* [Short problem] Reproduce each of the following records verbatim, preserving every line and its order.

* [Record extracts]
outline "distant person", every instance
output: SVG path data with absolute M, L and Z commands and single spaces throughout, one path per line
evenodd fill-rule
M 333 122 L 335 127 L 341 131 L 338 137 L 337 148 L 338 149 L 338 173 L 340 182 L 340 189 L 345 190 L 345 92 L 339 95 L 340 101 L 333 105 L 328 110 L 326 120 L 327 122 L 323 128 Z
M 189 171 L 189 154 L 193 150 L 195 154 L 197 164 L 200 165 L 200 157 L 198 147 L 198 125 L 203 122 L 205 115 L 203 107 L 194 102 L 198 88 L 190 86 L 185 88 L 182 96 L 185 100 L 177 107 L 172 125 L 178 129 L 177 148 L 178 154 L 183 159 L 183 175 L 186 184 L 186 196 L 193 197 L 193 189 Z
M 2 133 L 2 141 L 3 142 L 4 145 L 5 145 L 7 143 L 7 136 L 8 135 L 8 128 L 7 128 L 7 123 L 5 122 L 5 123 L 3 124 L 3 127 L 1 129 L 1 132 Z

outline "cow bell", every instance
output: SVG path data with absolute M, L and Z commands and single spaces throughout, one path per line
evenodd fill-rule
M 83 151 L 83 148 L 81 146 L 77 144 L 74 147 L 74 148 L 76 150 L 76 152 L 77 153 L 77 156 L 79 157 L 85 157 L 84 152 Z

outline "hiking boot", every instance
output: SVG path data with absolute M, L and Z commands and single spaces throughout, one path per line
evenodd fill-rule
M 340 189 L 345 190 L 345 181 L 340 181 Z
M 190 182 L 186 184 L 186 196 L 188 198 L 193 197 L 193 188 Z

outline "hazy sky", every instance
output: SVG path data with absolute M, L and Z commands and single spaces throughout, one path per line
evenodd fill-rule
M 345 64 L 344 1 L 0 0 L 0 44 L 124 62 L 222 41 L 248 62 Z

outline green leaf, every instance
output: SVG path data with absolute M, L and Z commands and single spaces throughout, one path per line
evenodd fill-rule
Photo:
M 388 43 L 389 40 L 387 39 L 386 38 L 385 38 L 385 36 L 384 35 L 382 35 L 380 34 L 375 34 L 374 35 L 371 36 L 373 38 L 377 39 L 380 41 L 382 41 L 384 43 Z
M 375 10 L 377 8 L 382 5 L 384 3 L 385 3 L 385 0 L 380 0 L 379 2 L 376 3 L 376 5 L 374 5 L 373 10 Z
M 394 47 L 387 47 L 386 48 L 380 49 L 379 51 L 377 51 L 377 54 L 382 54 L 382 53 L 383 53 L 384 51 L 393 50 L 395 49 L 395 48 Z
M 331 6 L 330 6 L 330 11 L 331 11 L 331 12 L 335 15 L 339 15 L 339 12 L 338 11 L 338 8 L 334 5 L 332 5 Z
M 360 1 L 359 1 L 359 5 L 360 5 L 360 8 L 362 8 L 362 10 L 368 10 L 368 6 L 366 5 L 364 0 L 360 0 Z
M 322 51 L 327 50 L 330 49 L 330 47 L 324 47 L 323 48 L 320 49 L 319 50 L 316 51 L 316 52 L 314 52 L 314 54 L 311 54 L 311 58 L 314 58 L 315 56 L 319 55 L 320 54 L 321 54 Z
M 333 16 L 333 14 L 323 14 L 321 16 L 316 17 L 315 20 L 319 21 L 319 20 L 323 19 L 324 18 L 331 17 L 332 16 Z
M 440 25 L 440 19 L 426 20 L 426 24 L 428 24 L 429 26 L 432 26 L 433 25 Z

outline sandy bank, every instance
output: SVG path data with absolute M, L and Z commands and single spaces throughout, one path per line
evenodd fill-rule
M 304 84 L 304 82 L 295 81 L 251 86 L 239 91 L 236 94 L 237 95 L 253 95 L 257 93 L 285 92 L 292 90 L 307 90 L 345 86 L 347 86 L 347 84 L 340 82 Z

* [Solution to this problem]
outline "distant person", every instance
output: SVG path data with absolute M, L and Z commands and single spaces throughout, one path per line
evenodd fill-rule
M 333 122 L 335 127 L 341 131 L 338 137 L 337 148 L 338 149 L 338 173 L 340 182 L 340 189 L 345 190 L 345 92 L 339 95 L 340 101 L 333 105 L 328 110 L 326 120 L 327 122 L 323 128 Z
M 189 171 L 189 154 L 193 150 L 195 154 L 197 164 L 200 165 L 200 157 L 198 147 L 198 125 L 203 122 L 205 115 L 203 107 L 194 102 L 198 88 L 190 86 L 185 88 L 182 96 L 185 100 L 177 107 L 172 125 L 178 129 L 177 148 L 178 154 L 183 159 L 183 175 L 186 184 L 186 196 L 193 197 L 193 189 Z
M 2 133 L 2 141 L 3 142 L 4 145 L 5 145 L 7 143 L 7 136 L 8 135 L 8 128 L 7 128 L 7 123 L 5 122 L 5 123 L 3 124 L 3 127 L 1 129 L 1 132 Z

outline "cow bell", every instance
output: SVG path data with absolute M, L and Z commands and single spaces throughout, one path per line
evenodd fill-rule
M 83 151 L 83 148 L 81 146 L 77 144 L 74 147 L 74 148 L 76 150 L 76 152 L 77 153 L 77 156 L 79 157 L 85 157 L 84 152 Z

outline "hiking boot", every instance
output: SVG path data with absolute M, L and Z commands and single spaces throughout, one path per line
evenodd fill-rule
M 340 189 L 345 190 L 345 181 L 340 181 Z
M 190 182 L 186 184 L 186 196 L 188 198 L 193 197 L 193 188 Z

outline "hazy sky", every instance
output: SVG path data with absolute M, L and Z commands and single spaces throughout, one path per line
evenodd fill-rule
M 345 64 L 344 1 L 0 0 L 0 44 L 124 62 L 222 41 L 248 62 Z

outline green leaf, every instance
output: SVG path data with absolute M, L and Z commands and single spaces throughout, one path per line
evenodd fill-rule
Photo:
M 388 43 L 389 40 L 387 39 L 386 38 L 385 38 L 385 36 L 384 35 L 382 35 L 380 34 L 375 34 L 374 35 L 371 36 L 373 38 L 377 39 L 380 41 L 382 41 L 384 43 Z
M 375 10 L 377 8 L 382 5 L 384 3 L 385 3 L 385 0 L 380 0 L 379 2 L 376 3 L 376 5 L 374 5 L 373 10 Z
M 394 47 L 387 47 L 386 48 L 380 49 L 379 51 L 377 51 L 377 54 L 382 54 L 382 53 L 383 53 L 384 51 L 393 50 L 395 49 L 395 48 Z
M 331 6 L 330 6 L 330 11 L 331 11 L 331 12 L 335 15 L 339 15 L 339 12 L 338 11 L 338 8 L 334 5 L 332 5 Z
M 360 1 L 359 1 L 359 5 L 360 5 L 360 8 L 362 8 L 362 10 L 368 10 L 368 6 L 366 5 L 364 0 L 360 0 Z
M 322 51 L 327 50 L 330 49 L 330 47 L 324 47 L 323 48 L 320 49 L 319 50 L 316 51 L 316 52 L 314 52 L 314 54 L 311 54 L 311 58 L 314 58 L 315 56 L 319 55 L 320 54 L 321 54 Z
M 333 16 L 333 14 L 323 14 L 321 16 L 316 17 L 315 20 L 319 21 L 319 20 L 323 19 L 324 18 L 331 17 L 332 16 Z
M 440 25 L 440 19 L 426 20 L 426 24 L 428 24 L 429 26 L 432 26 L 433 25 Z

outline sandy bank, every instance
output: SVG path data with absolute M, L and Z commands and single spaces throughout, one path per line
evenodd fill-rule
M 304 84 L 304 82 L 295 81 L 251 86 L 239 91 L 236 94 L 237 95 L 253 95 L 257 93 L 285 92 L 292 90 L 307 90 L 345 86 L 347 86 L 347 84 L 340 82 Z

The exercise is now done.